List every line of the items below that contains the string "background", copying each line in full. Matching is case-sensitive.

-------

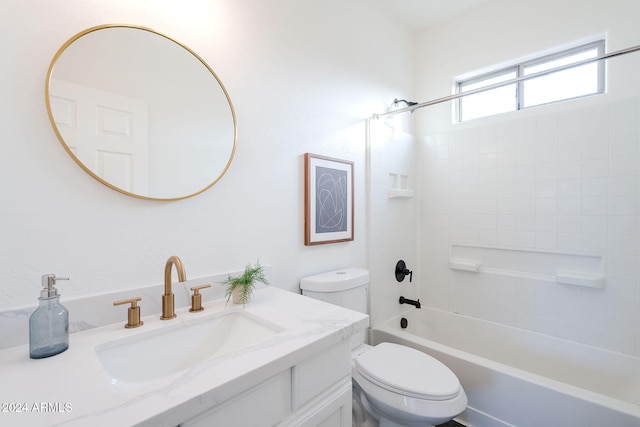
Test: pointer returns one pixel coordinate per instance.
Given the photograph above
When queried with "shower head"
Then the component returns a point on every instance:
(409, 103)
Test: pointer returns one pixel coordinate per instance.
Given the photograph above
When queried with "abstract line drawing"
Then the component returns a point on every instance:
(328, 200)
(331, 200)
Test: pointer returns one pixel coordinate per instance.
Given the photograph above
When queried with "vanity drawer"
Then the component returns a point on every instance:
(318, 373)
(264, 405)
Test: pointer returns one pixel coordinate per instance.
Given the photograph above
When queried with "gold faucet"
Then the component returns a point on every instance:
(168, 311)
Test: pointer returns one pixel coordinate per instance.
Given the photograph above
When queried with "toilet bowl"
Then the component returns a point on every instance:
(393, 385)
(401, 386)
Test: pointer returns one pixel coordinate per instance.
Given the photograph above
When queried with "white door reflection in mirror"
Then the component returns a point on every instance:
(190, 125)
(107, 132)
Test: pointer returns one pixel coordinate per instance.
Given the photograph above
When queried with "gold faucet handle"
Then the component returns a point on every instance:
(196, 298)
(133, 312)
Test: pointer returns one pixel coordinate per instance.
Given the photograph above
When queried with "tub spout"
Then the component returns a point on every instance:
(415, 303)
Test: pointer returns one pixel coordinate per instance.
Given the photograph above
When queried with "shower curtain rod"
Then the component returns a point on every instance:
(508, 82)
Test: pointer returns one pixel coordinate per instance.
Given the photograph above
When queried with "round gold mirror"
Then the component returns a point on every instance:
(140, 112)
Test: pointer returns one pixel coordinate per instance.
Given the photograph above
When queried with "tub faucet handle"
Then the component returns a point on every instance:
(402, 271)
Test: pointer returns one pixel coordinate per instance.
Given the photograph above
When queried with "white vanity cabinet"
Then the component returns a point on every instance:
(315, 391)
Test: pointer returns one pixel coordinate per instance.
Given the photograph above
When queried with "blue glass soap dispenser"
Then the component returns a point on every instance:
(49, 324)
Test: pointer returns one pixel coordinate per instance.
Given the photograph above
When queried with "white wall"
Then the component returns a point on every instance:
(303, 76)
(562, 177)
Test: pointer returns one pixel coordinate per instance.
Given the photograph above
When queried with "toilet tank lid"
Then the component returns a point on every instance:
(335, 281)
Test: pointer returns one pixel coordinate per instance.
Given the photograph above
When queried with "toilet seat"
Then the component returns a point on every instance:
(409, 372)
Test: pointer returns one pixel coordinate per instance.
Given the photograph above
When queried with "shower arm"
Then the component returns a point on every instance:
(411, 108)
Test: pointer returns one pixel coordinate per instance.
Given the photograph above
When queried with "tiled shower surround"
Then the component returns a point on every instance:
(565, 181)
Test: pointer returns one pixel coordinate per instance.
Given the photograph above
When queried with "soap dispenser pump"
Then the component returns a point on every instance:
(49, 324)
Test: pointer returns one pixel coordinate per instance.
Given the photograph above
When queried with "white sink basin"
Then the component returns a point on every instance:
(171, 349)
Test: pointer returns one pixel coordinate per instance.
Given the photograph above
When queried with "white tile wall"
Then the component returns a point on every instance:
(393, 222)
(561, 181)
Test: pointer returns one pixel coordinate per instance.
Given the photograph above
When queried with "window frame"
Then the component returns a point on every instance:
(519, 69)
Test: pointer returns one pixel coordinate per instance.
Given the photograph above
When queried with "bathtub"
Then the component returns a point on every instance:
(515, 377)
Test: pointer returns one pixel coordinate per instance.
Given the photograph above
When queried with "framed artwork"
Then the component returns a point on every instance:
(328, 205)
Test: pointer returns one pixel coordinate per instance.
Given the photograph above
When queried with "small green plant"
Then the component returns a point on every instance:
(241, 287)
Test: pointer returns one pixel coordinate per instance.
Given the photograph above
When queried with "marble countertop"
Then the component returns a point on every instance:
(73, 389)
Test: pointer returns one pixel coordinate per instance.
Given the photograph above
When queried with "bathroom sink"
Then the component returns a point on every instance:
(174, 348)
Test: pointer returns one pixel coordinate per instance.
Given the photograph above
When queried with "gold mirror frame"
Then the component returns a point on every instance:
(88, 170)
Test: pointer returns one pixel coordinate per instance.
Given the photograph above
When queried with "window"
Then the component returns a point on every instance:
(582, 80)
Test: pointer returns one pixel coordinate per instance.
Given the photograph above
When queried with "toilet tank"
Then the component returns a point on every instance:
(346, 288)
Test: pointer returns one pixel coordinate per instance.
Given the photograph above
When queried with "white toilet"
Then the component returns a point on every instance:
(393, 385)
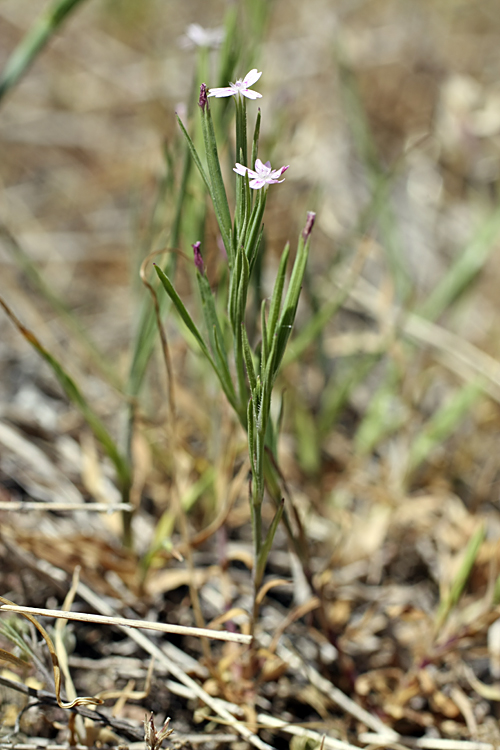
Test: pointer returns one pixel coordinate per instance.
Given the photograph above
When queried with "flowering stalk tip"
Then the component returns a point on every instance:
(262, 174)
(242, 86)
(198, 260)
(306, 232)
(203, 100)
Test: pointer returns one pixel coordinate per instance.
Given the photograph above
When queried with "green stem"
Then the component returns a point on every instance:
(33, 42)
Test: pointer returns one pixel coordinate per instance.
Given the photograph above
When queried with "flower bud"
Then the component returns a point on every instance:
(198, 260)
(202, 101)
(306, 232)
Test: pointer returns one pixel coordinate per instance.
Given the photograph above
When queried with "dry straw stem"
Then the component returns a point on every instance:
(459, 355)
(220, 707)
(71, 507)
(125, 622)
(426, 743)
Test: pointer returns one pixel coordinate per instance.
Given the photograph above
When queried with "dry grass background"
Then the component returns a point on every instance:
(81, 154)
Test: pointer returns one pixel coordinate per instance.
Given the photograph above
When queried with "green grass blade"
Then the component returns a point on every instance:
(33, 42)
(443, 423)
(37, 282)
(218, 190)
(75, 396)
(461, 578)
(179, 306)
(386, 413)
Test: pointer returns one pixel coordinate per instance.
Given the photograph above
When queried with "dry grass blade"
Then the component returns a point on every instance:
(426, 743)
(85, 701)
(298, 731)
(26, 505)
(124, 622)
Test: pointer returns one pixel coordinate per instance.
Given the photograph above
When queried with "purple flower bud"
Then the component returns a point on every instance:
(202, 101)
(306, 232)
(198, 260)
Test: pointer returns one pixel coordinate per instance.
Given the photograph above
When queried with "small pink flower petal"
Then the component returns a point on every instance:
(251, 77)
(251, 94)
(218, 93)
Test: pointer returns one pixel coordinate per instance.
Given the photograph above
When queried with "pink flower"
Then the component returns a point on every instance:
(263, 174)
(240, 87)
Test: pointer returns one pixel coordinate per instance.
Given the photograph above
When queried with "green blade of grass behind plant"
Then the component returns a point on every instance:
(458, 278)
(162, 539)
(34, 41)
(380, 181)
(36, 280)
(442, 424)
(464, 270)
(75, 396)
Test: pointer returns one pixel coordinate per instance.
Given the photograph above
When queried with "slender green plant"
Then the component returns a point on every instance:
(34, 41)
(246, 370)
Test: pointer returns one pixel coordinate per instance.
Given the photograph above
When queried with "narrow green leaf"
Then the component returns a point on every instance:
(241, 129)
(247, 352)
(179, 306)
(264, 348)
(251, 434)
(443, 423)
(267, 544)
(254, 232)
(34, 41)
(287, 317)
(274, 308)
(223, 220)
(461, 578)
(210, 314)
(225, 378)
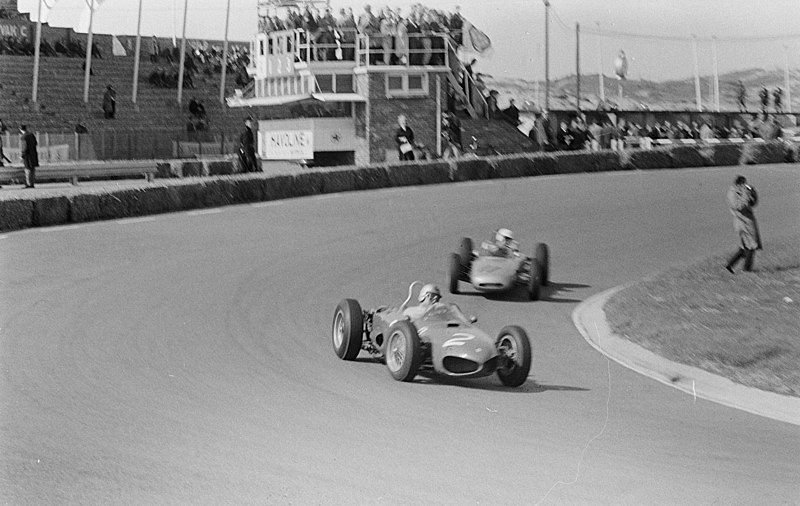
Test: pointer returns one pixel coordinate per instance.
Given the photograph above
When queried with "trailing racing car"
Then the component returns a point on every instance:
(499, 266)
(433, 336)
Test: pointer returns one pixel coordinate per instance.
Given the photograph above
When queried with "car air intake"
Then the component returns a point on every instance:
(458, 365)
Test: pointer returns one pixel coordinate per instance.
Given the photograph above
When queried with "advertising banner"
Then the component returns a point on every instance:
(286, 144)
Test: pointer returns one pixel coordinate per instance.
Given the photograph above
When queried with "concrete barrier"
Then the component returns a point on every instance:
(169, 195)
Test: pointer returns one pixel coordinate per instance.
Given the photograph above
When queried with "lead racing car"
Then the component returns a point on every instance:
(499, 266)
(430, 337)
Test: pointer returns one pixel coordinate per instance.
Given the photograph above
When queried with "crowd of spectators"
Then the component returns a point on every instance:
(394, 38)
(201, 59)
(597, 134)
(65, 47)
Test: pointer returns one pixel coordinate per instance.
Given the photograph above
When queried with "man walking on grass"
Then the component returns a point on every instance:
(742, 198)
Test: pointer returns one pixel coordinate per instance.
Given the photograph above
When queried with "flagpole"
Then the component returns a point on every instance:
(36, 51)
(183, 53)
(696, 74)
(224, 56)
(88, 69)
(136, 58)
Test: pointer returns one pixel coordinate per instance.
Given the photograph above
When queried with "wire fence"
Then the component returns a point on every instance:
(108, 144)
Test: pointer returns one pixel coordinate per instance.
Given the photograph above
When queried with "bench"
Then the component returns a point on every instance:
(73, 171)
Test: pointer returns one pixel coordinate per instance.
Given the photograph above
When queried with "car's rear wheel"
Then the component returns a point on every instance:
(543, 256)
(348, 329)
(534, 287)
(403, 351)
(465, 253)
(453, 272)
(514, 349)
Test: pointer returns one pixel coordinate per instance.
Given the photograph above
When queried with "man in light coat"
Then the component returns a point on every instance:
(742, 198)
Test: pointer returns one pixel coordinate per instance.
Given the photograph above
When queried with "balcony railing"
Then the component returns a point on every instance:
(347, 45)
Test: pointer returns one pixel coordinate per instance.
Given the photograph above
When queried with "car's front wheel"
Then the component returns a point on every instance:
(534, 287)
(453, 272)
(543, 256)
(348, 329)
(403, 351)
(514, 349)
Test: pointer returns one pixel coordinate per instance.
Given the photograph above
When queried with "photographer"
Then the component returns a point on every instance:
(742, 198)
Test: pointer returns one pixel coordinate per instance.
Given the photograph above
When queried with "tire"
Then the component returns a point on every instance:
(403, 351)
(543, 256)
(347, 332)
(534, 287)
(453, 272)
(465, 253)
(515, 349)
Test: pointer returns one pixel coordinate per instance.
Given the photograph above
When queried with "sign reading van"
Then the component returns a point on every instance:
(286, 144)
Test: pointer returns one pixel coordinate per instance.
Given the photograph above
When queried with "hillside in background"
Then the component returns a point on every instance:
(677, 95)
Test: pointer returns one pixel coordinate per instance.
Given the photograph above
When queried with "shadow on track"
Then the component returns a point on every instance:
(549, 293)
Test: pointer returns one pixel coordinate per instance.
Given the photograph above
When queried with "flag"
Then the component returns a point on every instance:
(32, 7)
(117, 48)
(83, 24)
(475, 41)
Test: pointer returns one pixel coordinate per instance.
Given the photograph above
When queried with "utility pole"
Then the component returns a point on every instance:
(600, 76)
(787, 80)
(138, 55)
(547, 54)
(183, 54)
(578, 66)
(696, 75)
(716, 73)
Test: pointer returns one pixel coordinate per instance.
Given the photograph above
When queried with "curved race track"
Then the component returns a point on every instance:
(186, 358)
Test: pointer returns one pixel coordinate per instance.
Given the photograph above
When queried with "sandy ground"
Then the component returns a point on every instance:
(186, 358)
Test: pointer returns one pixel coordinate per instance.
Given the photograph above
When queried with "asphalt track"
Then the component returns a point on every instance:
(186, 358)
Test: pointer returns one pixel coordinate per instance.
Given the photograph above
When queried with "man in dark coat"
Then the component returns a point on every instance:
(404, 137)
(247, 148)
(30, 156)
(109, 102)
(742, 198)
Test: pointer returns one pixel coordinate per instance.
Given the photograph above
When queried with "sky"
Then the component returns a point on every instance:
(749, 32)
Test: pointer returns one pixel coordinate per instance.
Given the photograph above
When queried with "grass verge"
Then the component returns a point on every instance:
(744, 326)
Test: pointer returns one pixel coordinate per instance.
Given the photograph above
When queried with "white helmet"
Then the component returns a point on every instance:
(429, 289)
(504, 234)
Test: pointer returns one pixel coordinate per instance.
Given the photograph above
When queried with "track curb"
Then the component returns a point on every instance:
(590, 320)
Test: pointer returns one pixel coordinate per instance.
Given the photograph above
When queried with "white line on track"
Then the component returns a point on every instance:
(128, 221)
(62, 228)
(204, 211)
(266, 204)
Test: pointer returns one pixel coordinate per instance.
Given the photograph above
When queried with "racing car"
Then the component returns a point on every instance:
(439, 339)
(492, 269)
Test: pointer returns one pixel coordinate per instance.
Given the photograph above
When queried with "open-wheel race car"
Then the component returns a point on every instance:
(499, 267)
(435, 337)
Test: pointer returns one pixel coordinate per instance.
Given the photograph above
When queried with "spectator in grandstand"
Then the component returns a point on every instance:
(595, 133)
(764, 96)
(777, 100)
(404, 137)
(563, 137)
(2, 155)
(346, 28)
(197, 109)
(741, 96)
(247, 148)
(29, 155)
(742, 198)
(109, 102)
(511, 113)
(540, 133)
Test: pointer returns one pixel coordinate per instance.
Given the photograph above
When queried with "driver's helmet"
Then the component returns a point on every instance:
(430, 290)
(504, 236)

-------

The output:
When queried with "dry grass background"
When queried with "hillside in background"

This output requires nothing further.